**EXCERPT**:
GKN’s Dirk Kesselgruber on Formula E developments & applications
As this year’s Formula E season draws to a close, electrive interviewed Dirk Kesselgruber, the Chief Technology Officer at GKN Automotive, who provided an outlook on where the company’s technology stands, and where it is heading.
Fans of the electric racing series will know that the technical requirements change from season to season, in order to accommodate the technical development in the industry, as well as to keep the races themselves competitive and captivating for the viewers. One major such innovation will be the addition of charging stops next season, which the competitors had to plan around this year. As a result, energy conservation and recuperation played a major role, while next year’s charging capacity may take a higher priority in technical development needs.
However, the ability to recharge a battery is not the only requirement for competing in the race, as Kesselgruber explains, performance weight and consumption play a far bigger role, as they primarily determine the car’s range, speed and acceleration capacities. As such, complexity and redundancies need to be downscaled, in order to make the vehicles more efficient. A useful tool in this area will be digitalising and simulating the vehicles, their drives and even their production facilities.

**DATA RECORDS**:

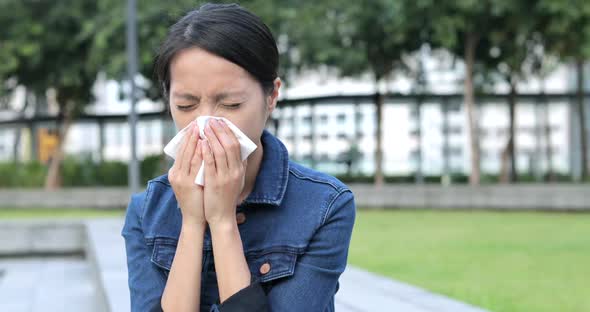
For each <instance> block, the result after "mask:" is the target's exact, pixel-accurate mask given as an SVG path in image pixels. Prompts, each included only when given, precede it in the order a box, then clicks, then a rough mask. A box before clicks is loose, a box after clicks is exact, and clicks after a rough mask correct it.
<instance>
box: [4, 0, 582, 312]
mask: <svg viewBox="0 0 590 312" xmlns="http://www.w3.org/2000/svg"><path fill="white" fill-rule="evenodd" d="M201 3H202V2H200V1H186V0H182V1H174V2H171V3H165V2H162V1H154V0H140V1H135V0H129V1H122V0H92V1H90V0H76V1H67V0H57V1H43V0H42V1H38V0H37V1H31V0H3V1H0V26H2V32H0V299H1V300H0V302H4V303H0V310H2V311H37V310H39V311H41V309H43V310H44V311H47V310H48V309H49V308H50V307H51V309H49V310H51V311H53V310H55V311H65V310H68V309H71V308H70V306H74V307H76V308H75V309H74V310H72V311H113V310H117V311H119V310H120V311H126V310H128V302H127V301H125V300H128V298H126V296H128V293H125V291H126V289H125V287H127V284H126V283H127V281H126V271H125V270H126V267H125V254H124V250H122V248H121V246H122V245H121V244H122V241H121V238H120V237H119V236H118V235H119V232H120V227H121V222H122V217H123V215H124V212H125V207H126V205H127V202H128V199H129V195H130V194H131V193H135V192H140V191H142V190H143V189H144V188H145V185H146V182H147V181H148V180H149V179H152V178H154V177H156V176H159V175H162V174H164V173H166V172H167V170H168V168H169V166H170V165H171V161H172V160H171V159H170V158H166V157H165V156H164V154H163V150H162V149H163V147H164V145H165V144H166V143H167V142H168V141H169V140H170V139H171V138H172V137H173V136H174V134H175V133H176V132H177V129H175V127H174V124H173V122H172V120H171V119H170V117H169V116H168V115H167V113H166V112H165V106H166V103H164V102H163V101H162V99H161V94H160V93H159V90H158V84H157V82H156V77H155V75H154V74H153V61H154V57H155V55H156V52H157V49H158V47H159V44H160V43H161V42H162V40H163V39H164V37H165V35H166V32H167V29H168V27H169V26H170V25H171V24H172V23H174V22H175V21H176V20H177V19H178V18H179V17H180V16H182V14H183V13H185V12H186V11H188V10H190V9H193V8H196V7H198V6H199V5H200V4H201ZM239 3H240V4H241V5H242V6H244V7H246V8H248V9H250V10H251V11H252V12H254V13H255V14H257V15H258V16H260V17H261V19H262V20H263V21H264V22H265V23H266V24H267V25H268V26H269V27H270V29H271V30H272V32H273V34H274V36H275V39H276V41H277V44H278V47H279V51H280V62H281V63H280V77H281V78H282V80H283V82H284V88H282V89H281V92H280V101H279V103H278V105H277V109H276V110H275V111H274V112H273V115H272V116H271V119H270V120H269V122H268V125H267V128H268V129H269V131H271V132H272V133H274V134H275V135H276V136H277V137H278V138H279V139H281V141H282V142H283V143H284V144H285V145H286V146H287V148H288V150H289V154H290V157H291V159H292V160H294V161H296V162H299V163H302V164H304V165H307V166H309V167H312V168H314V169H317V170H320V171H323V172H326V173H329V174H332V175H334V176H336V177H338V178H339V179H341V180H342V181H344V182H345V183H347V184H349V185H350V186H351V188H352V189H353V192H354V193H355V199H356V201H357V208H358V214H357V222H356V225H355V232H354V234H353V241H352V244H351V249H350V253H349V264H350V267H351V268H355V269H358V270H359V271H358V272H363V274H365V275H362V274H361V275H359V276H360V277H358V276H356V275H355V276H352V275H348V276H343V281H342V284H343V285H342V289H343V290H342V291H343V292H344V293H345V294H347V293H348V292H351V293H352V292H354V291H353V290H354V284H357V285H365V286H366V287H371V285H372V284H373V287H374V280H372V279H371V278H384V279H385V280H386V281H387V282H390V283H394V282H395V283H397V282H400V283H405V284H404V285H406V286H407V287H420V288H421V289H424V290H425V291H428V292H429V293H430V294H431V295H432V296H439V297H436V298H438V299H437V300H440V301H435V302H436V303H434V304H424V302H427V301H428V300H431V299H432V297H428V298H424V297H420V296H410V298H408V297H405V295H404V294H405V293H404V292H403V291H398V290H399V289H398V290H396V289H397V288H396V287H397V286H399V285H398V284H395V285H397V286H395V285H394V284H391V286H390V287H386V288H387V289H388V290H387V295H383V296H381V298H373V297H371V296H374V294H363V293H362V291H361V292H356V293H357V295H356V297H355V296H352V295H351V297H348V296H347V298H344V297H340V298H339V299H338V301H337V304H339V307H340V308H339V309H338V310H341V311H346V307H348V308H350V309H351V311H364V310H366V309H367V306H366V305H364V306H363V305H362V304H361V303H363V302H365V303H366V302H367V301H372V302H376V303H375V304H376V305H379V304H380V303H381V304H383V306H381V308H379V306H377V309H378V310H380V311H390V310H392V311H393V310H396V311H442V310H444V309H443V308H442V307H443V306H445V305H451V306H452V307H454V308H450V310H449V309H447V310H449V311H461V308H459V307H458V306H453V304H459V303H464V304H465V306H469V307H470V308H472V309H482V310H483V309H485V310H490V311H556V310H557V311H590V299H589V298H590V284H589V283H588V278H587V277H588V276H590V268H589V266H588V263H590V238H589V237H590V235H589V234H590V227H589V226H588V224H590V223H589V222H590V215H589V214H588V211H590V195H589V194H590V192H589V191H590V188H589V186H590V184H588V183H589V182H590V178H589V176H588V170H589V169H590V165H589V156H588V153H589V151H590V148H589V147H588V143H589V140H588V136H589V134H590V131H589V128H590V113H589V112H588V110H589V109H590V107H589V106H588V102H589V98H590V93H589V91H588V90H590V77H589V76H590V65H588V62H587V61H588V60H589V59H590V2H588V1H583V0H567V1H566V0H530V1H529V0H517V1H514V0H511V1H509V0H494V1H491V0H488V1H472V0H456V1H432V0H413V1H410V0H367V1H356V2H354V1H353V2H349V1H343V0H321V1H291V0H264V1H262V0H251V1H240V2H239ZM107 246H108V247H107ZM102 247H104V248H102ZM98 250H100V251H98ZM111 262H112V263H111ZM113 267H117V268H118V270H114V271H116V273H113V272H111V271H109V270H111V269H112V268H113ZM105 272H106V273H105ZM355 272H356V271H355ZM369 272H371V273H369ZM107 273H108V274H107ZM370 274H372V275H370ZM113 276H116V278H113ZM353 277H354V278H357V277H358V278H359V280H354V279H353ZM351 281H355V282H354V283H352V282H351ZM363 283H364V284H363ZM347 285H350V286H347ZM342 291H341V293H342ZM8 297H10V298H11V299H10V300H8ZM351 298H352V299H351ZM369 298H371V299H370V300H369ZM429 298H430V299H429ZM397 299H399V300H398V301H399V302H405V303H406V304H407V303H408V302H414V303H415V304H414V307H413V308H414V309H415V310H411V309H412V308H409V307H407V306H403V305H402V304H401V303H399V302H398V301H396V300H397ZM71 300H74V301H71ZM347 300H349V301H347ZM379 300H381V301H379ZM25 301H26V303H25ZM66 301H69V304H65V302H66ZM72 302H74V303H75V304H72ZM396 302H398V303H396ZM386 303H388V304H393V305H395V304H400V305H399V306H397V308H396V309H389V308H385V307H384V305H385V304H386ZM356 305H358V306H359V307H357V306H356ZM66 306H68V307H66ZM337 306H338V305H337ZM363 307H364V308H363ZM53 308H55V309H53ZM353 308H354V309H356V310H354V309H353ZM420 309H422V310H420ZM465 309H468V308H465Z"/></svg>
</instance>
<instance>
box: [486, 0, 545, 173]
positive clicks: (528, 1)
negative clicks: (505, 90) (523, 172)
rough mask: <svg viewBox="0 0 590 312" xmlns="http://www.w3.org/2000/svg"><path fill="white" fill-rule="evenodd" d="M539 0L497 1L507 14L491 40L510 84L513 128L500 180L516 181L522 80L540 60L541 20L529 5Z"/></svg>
mask: <svg viewBox="0 0 590 312" xmlns="http://www.w3.org/2000/svg"><path fill="white" fill-rule="evenodd" d="M536 2H537V1H536V0H522V1H496V3H495V5H501V6H504V10H503V12H505V14H504V16H502V17H500V18H501V22H500V23H499V24H498V25H497V27H495V28H494V29H493V30H492V32H491V34H490V39H491V41H492V42H491V43H492V45H493V51H495V52H494V54H493V55H492V57H494V58H496V59H497V66H496V68H495V71H496V72H497V73H499V74H500V76H501V77H502V78H503V80H504V81H505V82H506V83H507V84H508V85H509V88H510V91H509V94H508V111H509V131H508V140H507V142H506V147H505V148H504V150H503V151H502V155H501V160H502V165H501V170H500V181H501V182H504V183H506V182H515V181H516V180H517V177H518V175H517V169H516V152H515V149H516V136H515V131H516V130H515V122H516V98H517V96H518V82H520V81H523V80H526V79H527V78H528V76H530V75H531V74H532V73H533V71H534V65H535V64H536V63H537V61H536V60H535V59H534V58H535V56H536V54H535V53H533V52H534V50H535V49H536V48H537V47H539V46H540V44H541V43H540V42H538V40H536V39H538V38H539V36H537V34H538V31H539V30H540V26H541V25H542V23H541V19H539V18H536V17H535V16H531V12H529V11H528V8H531V7H534V6H535V4H536Z"/></svg>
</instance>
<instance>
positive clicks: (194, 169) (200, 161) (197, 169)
mask: <svg viewBox="0 0 590 312" xmlns="http://www.w3.org/2000/svg"><path fill="white" fill-rule="evenodd" d="M202 144H203V140H199V139H197V148H196V149H195V154H194V155H193V158H192V159H191V167H190V173H189V176H190V177H191V179H192V180H194V179H195V178H196V177H197V173H199V169H201V164H202V163H203V156H202V155H203V147H202V146H201V145H202Z"/></svg>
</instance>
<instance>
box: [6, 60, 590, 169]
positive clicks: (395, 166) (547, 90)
mask: <svg viewBox="0 0 590 312" xmlns="http://www.w3.org/2000/svg"><path fill="white" fill-rule="evenodd" d="M424 66H425V72H426V74H427V75H426V85H425V87H426V90H428V92H429V93H434V94H453V93H461V91H462V84H461V79H462V77H463V74H462V72H463V68H462V65H461V64H460V63H458V64H456V65H454V64H453V63H452V61H451V59H450V57H449V58H447V59H442V60H441V59H440V58H424ZM586 69H587V71H588V68H586ZM574 78H575V75H574V72H573V70H572V68H570V66H567V65H562V66H560V67H559V68H558V69H557V70H556V71H554V72H553V73H552V74H551V75H550V76H549V77H548V78H547V80H546V81H545V84H544V86H545V91H546V92H549V93H566V92H573V90H574V86H575V81H574ZM119 88H120V85H119V84H117V83H116V82H113V81H106V80H104V79H99V82H98V83H97V85H96V90H95V92H96V94H97V98H96V103H95V104H94V105H93V106H91V107H90V108H89V112H94V113H97V114H116V113H118V114H125V113H127V112H128V111H129V103H128V101H125V100H120V99H119ZM378 89H379V90H380V91H381V92H392V93H402V94H409V93H411V91H412V82H411V80H409V78H407V77H404V76H395V77H393V78H392V79H389V80H387V81H384V82H383V83H382V84H381V85H379V86H378ZM519 90H520V92H523V93H536V92H540V91H541V83H540V82H539V81H538V80H535V79H531V80H529V81H527V82H523V83H521V84H519ZM494 91H495V92H498V93H505V92H507V91H508V90H507V86H506V85H503V84H498V85H496V86H495V90H494ZM374 92H375V86H374V84H373V83H372V81H371V79H370V78H369V76H365V77H360V78H357V79H351V78H338V77H337V75H336V73H335V72H334V71H331V70H327V69H324V68H320V69H318V70H317V71H316V72H310V73H306V74H303V75H301V76H298V77H295V78H294V79H291V80H289V81H288V85H287V88H286V89H284V90H282V92H281V99H285V98H289V99H295V98H304V97H316V96H326V95H358V94H367V95H370V94H372V93H374ZM22 98H23V96H22V95H20V99H19V95H15V101H19V100H20V101H22ZM395 101H396V102H395V103H393V102H391V101H387V102H386V103H385V104H386V105H385V107H384V110H383V118H384V119H383V149H384V164H383V166H384V171H385V173H386V174H392V175H394V174H404V175H408V174H412V173H413V172H414V171H415V170H417V168H419V167H421V170H422V171H423V173H424V174H425V175H430V174H441V173H444V172H445V168H448V170H449V171H451V172H462V173H467V172H468V171H469V167H470V165H469V164H470V162H469V158H470V148H469V140H468V132H467V131H466V129H467V123H466V115H465V112H464V110H463V109H464V108H463V105H462V101H461V98H458V99H457V100H453V101H452V102H451V103H450V104H449V105H448V106H446V107H447V111H448V113H447V115H446V118H445V114H444V111H443V110H444V108H443V106H441V105H439V103H438V102H433V101H432V100H426V101H425V102H424V103H423V104H422V106H421V110H420V112H419V113H418V111H417V109H416V105H415V104H414V103H412V102H403V101H402V102H400V101H398V100H395ZM351 104H352V103H350V102H348V103H341V104H340V105H339V104H321V103H318V104H316V105H315V106H314V107H315V108H314V113H313V118H310V113H311V108H310V106H308V105H302V106H297V107H284V108H283V107H278V109H277V110H276V111H275V113H273V114H274V116H273V117H275V118H277V119H278V120H279V125H280V126H279V131H278V133H276V134H277V136H278V137H279V138H281V139H282V140H283V142H284V143H285V144H286V146H287V148H288V149H289V152H290V154H291V156H292V157H293V158H294V159H295V160H298V161H302V162H308V161H309V160H310V159H311V153H312V150H313V149H312V146H311V141H312V136H311V132H312V129H315V130H316V136H315V138H314V139H315V143H316V145H315V151H314V155H315V157H314V158H315V159H316V161H317V162H316V164H317V167H318V168H319V169H321V170H325V171H328V172H332V173H339V172H343V171H344V170H345V168H346V167H345V166H344V164H342V163H336V162H334V159H336V158H337V157H338V156H339V155H340V154H341V153H343V152H345V151H346V150H347V149H348V148H349V139H350V138H352V137H354V131H355V120H356V118H360V119H359V123H360V129H357V130H358V131H359V132H360V141H359V144H360V146H361V150H362V152H363V158H362V160H361V162H360V164H359V167H360V170H361V171H362V172H363V173H365V174H370V173H372V171H373V170H374V162H373V151H374V148H375V140H374V135H373V134H374V133H375V119H374V117H375V107H374V106H373V105H372V103H371V102H369V101H365V102H362V103H360V105H359V111H358V113H355V110H354V106H353V105H351ZM161 107H162V104H161V103H153V102H150V101H148V100H141V101H140V102H139V103H138V111H140V112H146V111H157V110H159V109H161ZM572 107H573V106H572ZM572 107H570V106H569V105H568V103H567V102H566V101H565V100H564V101H560V102H556V101H552V103H551V105H550V106H549V111H548V122H547V123H548V124H549V125H550V127H551V140H550V141H551V150H552V155H553V165H552V167H553V168H554V170H557V171H561V172H564V173H567V172H576V171H579V164H578V162H579V158H576V157H579V156H576V155H573V154H572V152H575V151H576V144H578V145H577V149H578V150H579V142H578V141H579V140H578V141H576V139H575V136H576V135H577V134H575V133H576V131H577V128H575V127H576V124H577V123H576V122H575V121H574V120H572V114H574V113H573V112H572ZM357 115H358V117H356V116H357ZM418 116H419V117H420V122H419V126H420V127H418V121H417V118H418ZM545 116H546V115H545V111H544V110H543V108H542V107H541V106H539V105H534V104H533V103H527V102H524V101H520V102H519V105H518V106H517V119H516V128H517V133H518V135H517V138H516V142H517V155H518V157H517V158H518V159H517V167H518V168H519V170H520V171H523V172H528V171H530V170H531V169H534V168H533V167H534V166H540V168H539V169H541V170H545V168H546V167H547V163H546V161H545V157H544V155H545V154H544V151H545V150H546V140H545V138H544V136H543V135H537V134H538V133H541V134H543V129H542V126H543V125H545V124H546V122H545ZM589 119H590V118H589ZM312 120H313V124H312ZM445 124H446V128H447V129H448V136H447V141H445V136H444V135H443V131H442V129H443V128H445ZM479 124H480V127H481V138H480V146H481V156H482V157H481V167H482V171H483V172H484V173H486V172H488V173H494V174H495V173H497V172H498V170H499V168H500V154H501V152H502V150H503V148H504V146H505V144H506V140H507V127H508V110H507V106H506V103H505V102H504V101H497V102H485V105H483V106H482V107H481V109H480V120H479ZM589 124H590V120H589ZM171 127H173V126H171V124H170V123H163V122H161V121H159V120H149V121H146V120H142V121H141V122H140V123H139V125H138V129H137V130H138V131H137V134H138V141H137V142H138V153H139V156H140V157H143V156H146V155H150V154H158V153H161V151H162V148H163V146H164V144H165V143H166V142H167V140H168V139H169V138H171V136H172V135H174V132H175V131H176V129H174V128H171ZM418 129H420V130H418ZM25 130H26V129H25ZM98 132H99V131H98V126H97V125H95V124H83V123H78V124H74V125H73V126H72V128H71V131H70V134H69V136H68V138H67V142H66V153H68V154H81V153H90V154H92V155H94V157H95V158H97V159H98V155H97V153H98V146H99V139H98V137H99V135H98ZM14 135H15V131H14V130H13V129H0V160H8V159H11V158H12V150H13V148H12V145H13V144H14ZM129 142H130V138H129V127H128V125H127V123H126V122H121V123H111V124H107V125H106V127H105V149H104V157H105V159H111V160H115V159H116V160H127V159H129V155H130V149H129ZM21 144H22V148H21V156H27V155H29V154H30V148H29V147H30V134H29V133H28V132H27V131H23V139H22V140H21ZM445 145H446V146H447V147H446V149H445ZM419 146H421V147H422V148H421V149H419ZM445 150H446V151H447V154H448V158H445V157H444V155H445V152H444V151H445ZM420 158H421V162H420V163H419V160H420ZM576 166H577V167H576Z"/></svg>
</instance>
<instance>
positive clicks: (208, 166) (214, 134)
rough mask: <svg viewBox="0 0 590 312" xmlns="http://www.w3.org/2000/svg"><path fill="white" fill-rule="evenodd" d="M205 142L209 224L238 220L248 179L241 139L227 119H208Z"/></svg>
mask: <svg viewBox="0 0 590 312" xmlns="http://www.w3.org/2000/svg"><path fill="white" fill-rule="evenodd" d="M205 136H206V137H207V142H203V144H202V146H203V151H202V155H203V159H204V160H205V187H204V189H205V198H204V205H205V208H204V209H205V218H206V220H207V222H208V223H209V227H210V228H213V227H215V226H216V225H220V224H233V223H236V206H237V205H238V200H239V197H240V194H241V193H242V190H243V188H244V183H245V173H246V160H244V161H242V160H241V154H240V142H239V141H238V139H237V137H236V136H235V134H234V133H233V132H232V131H231V129H230V128H229V127H228V126H227V125H226V124H225V122H223V121H220V120H216V119H213V118H211V119H209V122H208V123H207V126H206V127H205Z"/></svg>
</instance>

**EXERCISE SET**:
a. Echo the records from their first line through the line that contains "box: [4, 0, 582, 312]", including both ends and leaving out the pictures.
b. Continue the passage on GKN and Formula E from the point where it stops.
The text and the records are two unrelated pieces of material.

**ANSWERS TO THE EXERCISES**:
a.
For each <instance> block, the result after "mask:" is the target's exact, pixel-accurate mask given as an SVG path in image pixels. Prompts, each included only when given, precede it in the order a box, then clicks, then a rough mask. A box before clicks is loose, a box after clicks is exact, and clicks after a rough mask correct it.
<instance>
box: [4, 0, 582, 312]

b.
Dirk Kesselgruber points out that this performance improvement is also easily translatable to the public car market, where terms such as ‘range anxiety’ are still sometimes heard in the field of electromobility. Technologies such as thermal management are also on the table for optimisation, which plays a deceptively large role in EV driving and charging technology. Kesselgruber added that rethinking processes to reduce complexity and drive down costs is vital, as they are emerging as a major barrier to e-mobility adoption rather than vehicle ranges. GKN aims to do this by optimising old processes and rethinking the development approach from new angles.
GKN has taken a somewhat decentralised development approach to solving these issues, with development labs around the world, which each look to their own market specifications, but share many technical developments, such as software and mechatronics. GKN also wants to develop its own performance electronics, looking to improve performance and lower development and production costs.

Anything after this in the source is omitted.